» TASK OBJECTIVE:
Reproduce verbatim only the lines from the one containing "Where can you find the seated" through the last line below, both included.

» RECORDS SHOWN:
..............................
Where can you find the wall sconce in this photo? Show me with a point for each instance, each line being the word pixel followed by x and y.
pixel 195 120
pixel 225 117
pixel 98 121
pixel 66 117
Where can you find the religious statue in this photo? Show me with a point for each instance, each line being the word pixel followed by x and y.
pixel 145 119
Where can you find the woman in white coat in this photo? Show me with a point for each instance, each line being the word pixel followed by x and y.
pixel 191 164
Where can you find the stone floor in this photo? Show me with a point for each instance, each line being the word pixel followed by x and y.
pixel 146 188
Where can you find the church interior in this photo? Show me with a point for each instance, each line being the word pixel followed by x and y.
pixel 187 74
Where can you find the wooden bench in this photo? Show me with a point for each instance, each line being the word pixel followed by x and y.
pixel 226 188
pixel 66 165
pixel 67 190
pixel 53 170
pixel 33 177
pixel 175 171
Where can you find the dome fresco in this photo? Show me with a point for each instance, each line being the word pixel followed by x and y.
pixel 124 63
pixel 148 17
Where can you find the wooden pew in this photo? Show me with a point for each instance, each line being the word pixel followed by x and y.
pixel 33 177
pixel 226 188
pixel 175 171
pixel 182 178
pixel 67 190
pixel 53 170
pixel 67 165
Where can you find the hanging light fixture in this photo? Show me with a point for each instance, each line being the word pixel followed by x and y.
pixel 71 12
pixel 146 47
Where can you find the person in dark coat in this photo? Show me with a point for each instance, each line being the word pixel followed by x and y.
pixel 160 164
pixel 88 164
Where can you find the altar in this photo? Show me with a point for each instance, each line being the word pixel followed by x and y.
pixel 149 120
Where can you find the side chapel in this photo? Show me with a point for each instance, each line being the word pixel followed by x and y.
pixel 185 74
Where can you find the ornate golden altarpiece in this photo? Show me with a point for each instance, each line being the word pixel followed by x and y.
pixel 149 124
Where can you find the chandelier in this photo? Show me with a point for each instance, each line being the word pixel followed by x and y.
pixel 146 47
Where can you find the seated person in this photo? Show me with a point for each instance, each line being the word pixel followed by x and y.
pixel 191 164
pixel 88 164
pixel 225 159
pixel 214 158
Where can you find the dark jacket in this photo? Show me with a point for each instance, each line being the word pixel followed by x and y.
..............................
» EXPECTED OUTPUT:
Where can you find the seated person in this photo? Show me with a point for each instance, each line being the word pixel followed by x and y.
pixel 191 164
pixel 88 164
pixel 225 159
pixel 214 158
Where can you find the dark jacket in this photo? Show me with a point for each instance, each line being the word pixel followed by x and y.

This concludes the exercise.